Work required
Only the run of lines from the one containing "Can you find the bleacher" through the last line should be returned, exactly as written.

Data listing
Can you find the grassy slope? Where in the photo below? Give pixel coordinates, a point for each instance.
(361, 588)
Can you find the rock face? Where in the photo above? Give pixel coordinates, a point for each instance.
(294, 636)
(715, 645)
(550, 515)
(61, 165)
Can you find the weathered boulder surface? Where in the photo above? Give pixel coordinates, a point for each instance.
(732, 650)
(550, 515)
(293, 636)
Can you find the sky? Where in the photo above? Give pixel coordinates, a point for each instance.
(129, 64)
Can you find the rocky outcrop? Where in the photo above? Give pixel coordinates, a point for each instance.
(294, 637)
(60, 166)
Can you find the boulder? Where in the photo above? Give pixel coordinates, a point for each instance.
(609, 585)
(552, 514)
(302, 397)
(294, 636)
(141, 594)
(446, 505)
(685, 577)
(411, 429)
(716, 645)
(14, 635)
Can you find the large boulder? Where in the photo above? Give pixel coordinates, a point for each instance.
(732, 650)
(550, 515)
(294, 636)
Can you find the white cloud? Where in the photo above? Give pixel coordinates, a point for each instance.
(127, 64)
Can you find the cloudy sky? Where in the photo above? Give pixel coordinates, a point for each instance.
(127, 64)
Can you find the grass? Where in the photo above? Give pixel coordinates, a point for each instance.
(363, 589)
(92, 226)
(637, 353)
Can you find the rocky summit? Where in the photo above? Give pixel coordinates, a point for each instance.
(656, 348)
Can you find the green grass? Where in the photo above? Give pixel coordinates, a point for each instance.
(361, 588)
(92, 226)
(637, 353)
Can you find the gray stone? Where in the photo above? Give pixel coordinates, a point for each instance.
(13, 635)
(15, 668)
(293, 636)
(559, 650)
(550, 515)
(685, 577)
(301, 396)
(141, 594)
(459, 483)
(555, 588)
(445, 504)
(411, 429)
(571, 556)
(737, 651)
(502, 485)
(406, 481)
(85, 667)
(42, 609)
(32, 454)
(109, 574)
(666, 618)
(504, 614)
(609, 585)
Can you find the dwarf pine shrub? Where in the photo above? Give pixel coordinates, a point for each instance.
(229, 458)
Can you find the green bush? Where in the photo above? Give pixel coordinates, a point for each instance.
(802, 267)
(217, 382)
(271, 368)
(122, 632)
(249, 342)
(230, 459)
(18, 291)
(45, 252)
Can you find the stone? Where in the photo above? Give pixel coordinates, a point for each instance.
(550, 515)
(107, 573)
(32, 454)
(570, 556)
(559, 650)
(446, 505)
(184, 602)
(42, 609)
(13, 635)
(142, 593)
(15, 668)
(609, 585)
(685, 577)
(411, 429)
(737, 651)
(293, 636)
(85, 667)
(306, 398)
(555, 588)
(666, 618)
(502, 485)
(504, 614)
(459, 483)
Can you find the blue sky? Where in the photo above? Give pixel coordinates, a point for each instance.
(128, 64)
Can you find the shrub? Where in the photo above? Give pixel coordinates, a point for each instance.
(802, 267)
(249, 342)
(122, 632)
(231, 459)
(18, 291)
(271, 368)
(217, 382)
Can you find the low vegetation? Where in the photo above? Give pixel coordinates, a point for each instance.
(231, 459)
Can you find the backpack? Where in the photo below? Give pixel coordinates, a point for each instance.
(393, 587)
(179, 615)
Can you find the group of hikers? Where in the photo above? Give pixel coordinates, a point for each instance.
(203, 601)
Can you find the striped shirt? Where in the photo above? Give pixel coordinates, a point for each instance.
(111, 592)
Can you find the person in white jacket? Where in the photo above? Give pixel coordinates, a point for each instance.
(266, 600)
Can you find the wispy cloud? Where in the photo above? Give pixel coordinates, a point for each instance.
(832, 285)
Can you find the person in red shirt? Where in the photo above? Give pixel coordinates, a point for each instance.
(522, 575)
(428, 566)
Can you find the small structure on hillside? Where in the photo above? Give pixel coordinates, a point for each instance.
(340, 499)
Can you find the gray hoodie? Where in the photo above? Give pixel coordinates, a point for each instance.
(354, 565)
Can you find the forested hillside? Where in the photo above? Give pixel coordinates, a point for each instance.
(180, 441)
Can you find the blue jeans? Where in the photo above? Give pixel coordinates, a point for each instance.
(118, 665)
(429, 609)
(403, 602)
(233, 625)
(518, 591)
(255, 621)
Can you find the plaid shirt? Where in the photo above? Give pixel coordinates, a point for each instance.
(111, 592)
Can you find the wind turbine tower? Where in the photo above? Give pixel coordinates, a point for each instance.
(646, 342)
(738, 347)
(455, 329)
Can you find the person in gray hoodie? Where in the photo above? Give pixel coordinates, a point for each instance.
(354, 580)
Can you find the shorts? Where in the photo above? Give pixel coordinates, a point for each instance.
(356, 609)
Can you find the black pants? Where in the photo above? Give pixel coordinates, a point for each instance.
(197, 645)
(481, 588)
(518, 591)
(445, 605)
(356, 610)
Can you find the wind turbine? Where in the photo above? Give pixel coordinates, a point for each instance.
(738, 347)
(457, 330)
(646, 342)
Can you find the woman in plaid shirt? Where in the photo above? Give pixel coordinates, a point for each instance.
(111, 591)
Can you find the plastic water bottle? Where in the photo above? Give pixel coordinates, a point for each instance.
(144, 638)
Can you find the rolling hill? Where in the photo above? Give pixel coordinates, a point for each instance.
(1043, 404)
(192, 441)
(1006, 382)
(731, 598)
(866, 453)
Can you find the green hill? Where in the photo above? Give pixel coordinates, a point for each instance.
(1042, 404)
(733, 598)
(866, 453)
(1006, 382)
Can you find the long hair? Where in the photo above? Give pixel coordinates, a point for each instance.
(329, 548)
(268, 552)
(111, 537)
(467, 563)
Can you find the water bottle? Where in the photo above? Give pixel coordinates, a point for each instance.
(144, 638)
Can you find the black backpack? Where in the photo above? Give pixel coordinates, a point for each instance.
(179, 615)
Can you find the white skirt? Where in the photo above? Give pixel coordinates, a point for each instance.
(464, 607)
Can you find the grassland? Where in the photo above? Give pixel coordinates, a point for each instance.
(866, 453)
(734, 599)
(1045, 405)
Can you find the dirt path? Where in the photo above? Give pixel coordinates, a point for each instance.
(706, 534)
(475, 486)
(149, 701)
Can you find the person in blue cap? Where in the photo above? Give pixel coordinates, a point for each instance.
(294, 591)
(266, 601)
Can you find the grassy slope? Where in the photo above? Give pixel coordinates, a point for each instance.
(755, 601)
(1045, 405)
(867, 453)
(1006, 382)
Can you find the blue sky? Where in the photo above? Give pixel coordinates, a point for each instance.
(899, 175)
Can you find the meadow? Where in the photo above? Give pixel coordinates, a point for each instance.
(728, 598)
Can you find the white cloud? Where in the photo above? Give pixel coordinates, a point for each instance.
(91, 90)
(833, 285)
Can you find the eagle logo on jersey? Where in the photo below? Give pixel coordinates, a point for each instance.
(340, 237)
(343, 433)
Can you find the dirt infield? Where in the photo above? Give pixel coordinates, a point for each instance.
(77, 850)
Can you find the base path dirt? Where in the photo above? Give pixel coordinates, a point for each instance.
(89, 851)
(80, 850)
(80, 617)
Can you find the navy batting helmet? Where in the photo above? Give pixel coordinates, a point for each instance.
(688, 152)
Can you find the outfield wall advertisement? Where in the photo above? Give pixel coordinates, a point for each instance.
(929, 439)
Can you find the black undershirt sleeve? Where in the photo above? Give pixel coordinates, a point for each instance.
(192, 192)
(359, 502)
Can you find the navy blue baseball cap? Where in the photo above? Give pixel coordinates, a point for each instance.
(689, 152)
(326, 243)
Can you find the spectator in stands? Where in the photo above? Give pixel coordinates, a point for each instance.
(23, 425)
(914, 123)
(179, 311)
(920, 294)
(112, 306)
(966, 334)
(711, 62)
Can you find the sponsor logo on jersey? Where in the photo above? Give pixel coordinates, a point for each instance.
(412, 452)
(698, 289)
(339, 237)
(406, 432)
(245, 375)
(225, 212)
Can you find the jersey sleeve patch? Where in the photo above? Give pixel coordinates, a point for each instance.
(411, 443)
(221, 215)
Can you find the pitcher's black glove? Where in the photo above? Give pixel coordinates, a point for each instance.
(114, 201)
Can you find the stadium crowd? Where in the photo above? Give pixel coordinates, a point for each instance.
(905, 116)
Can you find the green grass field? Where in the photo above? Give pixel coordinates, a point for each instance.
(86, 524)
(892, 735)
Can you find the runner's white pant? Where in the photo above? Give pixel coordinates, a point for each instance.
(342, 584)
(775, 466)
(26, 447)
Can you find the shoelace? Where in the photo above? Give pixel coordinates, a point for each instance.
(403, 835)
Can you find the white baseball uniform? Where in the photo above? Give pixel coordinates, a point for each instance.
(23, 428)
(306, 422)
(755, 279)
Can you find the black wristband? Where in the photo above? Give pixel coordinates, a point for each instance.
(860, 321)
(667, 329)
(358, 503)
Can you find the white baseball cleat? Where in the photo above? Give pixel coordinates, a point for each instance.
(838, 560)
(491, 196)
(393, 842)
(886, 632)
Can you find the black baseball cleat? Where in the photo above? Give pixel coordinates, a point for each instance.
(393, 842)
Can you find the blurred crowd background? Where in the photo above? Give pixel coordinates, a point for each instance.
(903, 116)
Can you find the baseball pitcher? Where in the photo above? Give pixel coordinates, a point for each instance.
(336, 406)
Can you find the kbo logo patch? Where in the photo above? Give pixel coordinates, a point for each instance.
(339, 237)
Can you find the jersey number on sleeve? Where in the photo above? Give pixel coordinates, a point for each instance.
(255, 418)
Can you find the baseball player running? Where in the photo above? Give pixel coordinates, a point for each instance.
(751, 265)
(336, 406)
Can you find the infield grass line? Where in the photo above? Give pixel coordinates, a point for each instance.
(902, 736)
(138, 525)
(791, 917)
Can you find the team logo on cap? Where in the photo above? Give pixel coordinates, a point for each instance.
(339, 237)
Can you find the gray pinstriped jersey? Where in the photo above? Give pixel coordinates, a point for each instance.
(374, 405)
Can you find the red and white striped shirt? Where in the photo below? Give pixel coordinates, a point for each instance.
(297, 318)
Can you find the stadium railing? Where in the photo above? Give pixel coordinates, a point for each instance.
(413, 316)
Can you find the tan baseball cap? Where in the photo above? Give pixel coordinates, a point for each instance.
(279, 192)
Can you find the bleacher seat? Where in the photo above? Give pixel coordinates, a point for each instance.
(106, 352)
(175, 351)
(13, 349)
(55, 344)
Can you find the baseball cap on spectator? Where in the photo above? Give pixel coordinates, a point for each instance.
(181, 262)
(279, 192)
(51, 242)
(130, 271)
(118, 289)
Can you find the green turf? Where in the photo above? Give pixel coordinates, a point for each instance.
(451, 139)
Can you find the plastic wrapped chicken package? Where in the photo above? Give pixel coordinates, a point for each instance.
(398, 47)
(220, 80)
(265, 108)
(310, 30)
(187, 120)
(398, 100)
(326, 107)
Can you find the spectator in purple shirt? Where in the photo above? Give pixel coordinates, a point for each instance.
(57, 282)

Exercise answer
Can you find the bleacher seat? Where in the photo above? Give pixel coordinates, a point for each instance.
(106, 352)
(175, 351)
(13, 349)
(55, 344)
Can you find the baseball cap on spectator? Where in the photo above? Give pixel coordinates, a point for each instance.
(181, 262)
(279, 192)
(51, 242)
(130, 271)
(118, 289)
Can you find the green turf? Where in the photo above? Give pixel coordinates, a point for each instance.
(451, 139)
Can you find the plastic wrapped chicken package? Where in the photo above? Give pixel coordinates, a point for each instance.
(398, 47)
(220, 80)
(265, 108)
(310, 30)
(187, 120)
(398, 100)
(326, 107)
Can you find the spectator in purple shirt? Where in the photo above? Give pixel coordinates, a point for each instance.
(57, 282)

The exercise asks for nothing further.